[DATASET ENTRIES start]

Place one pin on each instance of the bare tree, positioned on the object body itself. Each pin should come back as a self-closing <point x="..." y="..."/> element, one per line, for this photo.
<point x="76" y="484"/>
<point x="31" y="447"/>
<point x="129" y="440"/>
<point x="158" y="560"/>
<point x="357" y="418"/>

[DATASET ENTRIES end]

* AIM
Convert the data above into a two-column CSV with the header columns "prompt" and "target," with one row for each request. Enclose each field in double quotes, and replace every line break within a field with a space.

* OUTPUT
prompt,target
"Place one pin on each instance of the bare tree, positioned on the object body itself. Each pin should come back as a self-closing <point x=""..."" y=""...""/> element, one per line, for this photo.","<point x=""76"" y=""484""/> <point x=""31"" y=""447""/> <point x=""129"" y=""440""/> <point x=""158"" y=""560""/> <point x=""357"" y=""418""/>"